* _Passage shown_:

7 Factors to Fix Me ~ Remedial Massage
By Vanessa Hough, DipRM
Purple Sister Massage
Disclaimer: If you are experiencing psychological distress or suicidality, you should seek the services of mental health experts. The below article is presented in the context of holistic client care and is not a stand alone treatment for psychological difficulties or suicidality.
“Vanessa, my shoulder hurts.”
“ Vanessa, I strained my lower back.”
“Vanessa, I sprained my ankle.”
It is not uncommon for me to have a client come in after a complaint like those mentioned and say, “Fix me!” Sometimes that is easier said than done. When a client is living with mental illness, acute or chronic cases, it’s not as textbook as applying tape a certain way, releasing certain muscles, or giving stretching or strengthening exercises to “fix” the cause of pain or injury. While it isn’t completely necessary for a Remedial Massage Therapist (RMT) to know the intimate details of a client’s mental health issues, it is, however, important to have a clear understanding of the reason for treatment and the goals the client wants to achieve by incorporating massage into their mental health care plan. This allows the RMT to tailor the treatments specifically to the client.
The Touch Research Institute at the University of Miami recognises the many benefits of massage in the treatment of several mental health issues, including anorexia nervosa, anxiety, depression, PTSD, stress, digestive disorders, fibromyalgia and chronic pain. In my practice, I often have clients come to me with their physical symptoms and mention their mental health related issues on the intake form. They may not realise how the two are linked. In some cases, Mental Health Care Practitioners may overlook this link as well. So what do we need to know about the physical effects of massage that bring about positive changes in a mental health diagnosis?
During massage, the stress hormone cortisol is decreased, blood pressure lowers and the heart rate becomes more stable and calm. The hormones serotonin and oxytocin are released at a higher rate. Serotonin helps our bodies physically by stabilising our moods and promoting sleep. Sleep is a critical time in our daily cycle which allows us to do four things: rest, restore, repair and rejuvenate. Oxytocin is a “feel good” hormone, also nicknamed “the love hormone”, and it promotes feelings of relaxation, mental stability and lowered anxiety. Oxytocin is found to help generate feelings of trust. Trust is a critical component to the client-practitioner relationship. If my clients do not feel a sense of trust with me, then the partnership is unlikely to continue. When that sense of trust is established, massage allows feelings of mental and physical comfort to grow as a result of healthy, knowledgeable, consensual and caring physical contact.
Two types of massage I practice have been successfully incorporated into treatment plans for both physical and mental health care plans, Swedish and Hot Stone Therapy. Both styles of treatment can bring about relaxation, a reduction in physical pain symptoms, a sense of calm and an increased feeling of resilience. However, it is critical that the client’s mental health care provider and their RMT consider the following factors:
- The client’s ability, willingness and consent are paramount to commencing and continuing to incorporate massage in their treatment plan.
- If touch is an issue which contributes to the diagnosis, then the RMT needs to be involved in establishing a boundaries agreement with the client. This is imperative for both the client and the practitioner.

* _Record excerpts_:
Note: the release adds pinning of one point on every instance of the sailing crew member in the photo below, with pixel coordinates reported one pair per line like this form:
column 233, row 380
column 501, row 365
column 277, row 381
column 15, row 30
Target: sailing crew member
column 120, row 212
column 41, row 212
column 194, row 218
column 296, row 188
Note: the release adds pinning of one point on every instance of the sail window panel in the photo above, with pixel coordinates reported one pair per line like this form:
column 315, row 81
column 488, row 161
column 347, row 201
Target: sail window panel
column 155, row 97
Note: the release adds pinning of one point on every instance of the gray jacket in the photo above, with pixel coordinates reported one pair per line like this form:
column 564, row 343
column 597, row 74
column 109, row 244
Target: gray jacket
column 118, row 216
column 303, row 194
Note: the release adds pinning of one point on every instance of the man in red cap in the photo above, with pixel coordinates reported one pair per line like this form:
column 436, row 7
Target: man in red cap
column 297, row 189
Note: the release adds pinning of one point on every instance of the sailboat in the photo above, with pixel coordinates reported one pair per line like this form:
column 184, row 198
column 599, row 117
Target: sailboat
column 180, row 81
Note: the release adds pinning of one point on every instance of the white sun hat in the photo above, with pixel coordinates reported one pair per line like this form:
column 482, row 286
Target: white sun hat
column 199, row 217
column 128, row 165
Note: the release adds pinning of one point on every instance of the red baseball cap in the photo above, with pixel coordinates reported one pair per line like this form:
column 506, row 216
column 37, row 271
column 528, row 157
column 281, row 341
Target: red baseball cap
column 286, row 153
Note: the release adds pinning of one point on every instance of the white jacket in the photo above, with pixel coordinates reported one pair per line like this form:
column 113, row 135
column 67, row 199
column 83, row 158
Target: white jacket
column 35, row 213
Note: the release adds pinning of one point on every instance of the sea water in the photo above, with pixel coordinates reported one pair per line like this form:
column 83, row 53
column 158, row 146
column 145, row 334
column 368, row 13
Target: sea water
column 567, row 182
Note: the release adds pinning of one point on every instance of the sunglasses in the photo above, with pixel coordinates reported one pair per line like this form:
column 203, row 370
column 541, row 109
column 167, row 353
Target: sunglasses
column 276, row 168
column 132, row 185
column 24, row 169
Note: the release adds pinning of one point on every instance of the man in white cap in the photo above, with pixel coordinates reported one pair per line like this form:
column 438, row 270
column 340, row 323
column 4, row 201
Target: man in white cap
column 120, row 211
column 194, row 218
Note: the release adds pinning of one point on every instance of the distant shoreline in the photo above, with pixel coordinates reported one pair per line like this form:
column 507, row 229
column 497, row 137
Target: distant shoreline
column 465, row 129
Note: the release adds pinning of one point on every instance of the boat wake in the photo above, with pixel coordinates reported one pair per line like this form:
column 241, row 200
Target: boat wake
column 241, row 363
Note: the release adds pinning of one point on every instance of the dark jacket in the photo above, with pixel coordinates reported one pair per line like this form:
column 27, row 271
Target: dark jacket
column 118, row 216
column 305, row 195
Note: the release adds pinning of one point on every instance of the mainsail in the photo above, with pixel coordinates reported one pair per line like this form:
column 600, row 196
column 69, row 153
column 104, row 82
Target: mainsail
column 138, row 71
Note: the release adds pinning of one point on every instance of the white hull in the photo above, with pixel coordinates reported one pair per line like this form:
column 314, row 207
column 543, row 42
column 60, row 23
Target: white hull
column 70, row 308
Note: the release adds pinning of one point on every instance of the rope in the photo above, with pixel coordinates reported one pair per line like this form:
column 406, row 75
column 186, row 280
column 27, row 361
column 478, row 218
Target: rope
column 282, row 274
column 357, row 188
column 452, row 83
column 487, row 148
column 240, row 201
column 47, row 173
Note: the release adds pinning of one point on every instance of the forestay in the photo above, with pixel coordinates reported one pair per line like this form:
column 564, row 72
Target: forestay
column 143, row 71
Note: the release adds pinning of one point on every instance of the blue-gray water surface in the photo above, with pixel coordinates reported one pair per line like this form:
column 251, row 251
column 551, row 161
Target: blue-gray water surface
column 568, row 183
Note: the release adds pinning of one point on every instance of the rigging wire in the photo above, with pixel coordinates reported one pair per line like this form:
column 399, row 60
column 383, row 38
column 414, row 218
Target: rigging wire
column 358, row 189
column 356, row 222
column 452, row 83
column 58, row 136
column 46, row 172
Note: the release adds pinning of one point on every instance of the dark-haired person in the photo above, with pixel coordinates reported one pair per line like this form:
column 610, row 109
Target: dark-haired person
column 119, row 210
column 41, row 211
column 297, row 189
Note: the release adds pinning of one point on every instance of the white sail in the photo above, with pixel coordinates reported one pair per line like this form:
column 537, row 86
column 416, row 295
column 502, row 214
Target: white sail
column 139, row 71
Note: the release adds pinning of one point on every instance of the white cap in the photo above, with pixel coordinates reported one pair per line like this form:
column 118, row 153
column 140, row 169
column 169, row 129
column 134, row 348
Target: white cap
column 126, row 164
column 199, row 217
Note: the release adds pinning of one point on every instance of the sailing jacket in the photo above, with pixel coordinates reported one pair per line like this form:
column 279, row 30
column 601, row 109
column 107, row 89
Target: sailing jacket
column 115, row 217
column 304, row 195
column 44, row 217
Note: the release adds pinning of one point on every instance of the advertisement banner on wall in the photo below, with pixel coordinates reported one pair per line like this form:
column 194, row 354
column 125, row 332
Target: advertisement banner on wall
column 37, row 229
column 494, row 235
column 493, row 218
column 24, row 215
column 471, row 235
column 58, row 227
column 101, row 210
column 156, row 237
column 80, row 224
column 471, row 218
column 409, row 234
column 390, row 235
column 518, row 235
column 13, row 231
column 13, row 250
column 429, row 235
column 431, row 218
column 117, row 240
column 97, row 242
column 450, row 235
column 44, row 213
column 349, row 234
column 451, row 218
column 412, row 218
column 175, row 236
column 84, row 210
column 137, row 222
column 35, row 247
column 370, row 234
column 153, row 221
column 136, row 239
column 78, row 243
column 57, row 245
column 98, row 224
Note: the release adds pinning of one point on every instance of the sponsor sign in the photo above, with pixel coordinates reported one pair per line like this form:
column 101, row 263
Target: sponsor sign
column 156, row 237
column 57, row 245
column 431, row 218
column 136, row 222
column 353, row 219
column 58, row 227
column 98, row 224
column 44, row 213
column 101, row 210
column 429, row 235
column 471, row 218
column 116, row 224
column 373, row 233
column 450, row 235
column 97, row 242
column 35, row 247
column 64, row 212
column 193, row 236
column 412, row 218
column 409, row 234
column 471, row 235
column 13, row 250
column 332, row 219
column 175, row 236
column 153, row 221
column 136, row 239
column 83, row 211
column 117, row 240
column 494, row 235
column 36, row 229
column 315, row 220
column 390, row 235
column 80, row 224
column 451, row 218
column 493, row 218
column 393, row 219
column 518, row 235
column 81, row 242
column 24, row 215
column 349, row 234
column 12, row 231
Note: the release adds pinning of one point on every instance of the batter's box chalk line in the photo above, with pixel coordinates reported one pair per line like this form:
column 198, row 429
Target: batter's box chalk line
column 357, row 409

* _Exercises to complete_:
(a) Translate this sentence from the remedial massage article into Spanish: "Trust is a critical component to the client-practitioner relationship."
(b) Answer these questions using the remedial massage article.
(i) Which institute, at which university, recognises the benefits of massage in treating several mental health issues?
(ii) What four things does sleep allow us to do?
(iii) Which two types of massage does the author practice?
(c) Rewrite the remedial massage article starting with "- If touch is" and going on through "and the practitioner.", changing "boundaries agreement" to "consent agreement".

* _Responses for each task_:
(a) La confianza es un componente fundamental de la relación entre cliente y profesional.

(b)
(i) The Touch Research Institute at the University of Miami.
(ii) Rest, restore, repair and rejuvenate.
(iii) Swedish and Hot Stone Therapy.

(c)
- If touch is an issue which contributes to the diagnosis, then the RMT needs to be involved in establishing a consent agreement with the client. This is imperative for both the client and the practitioner.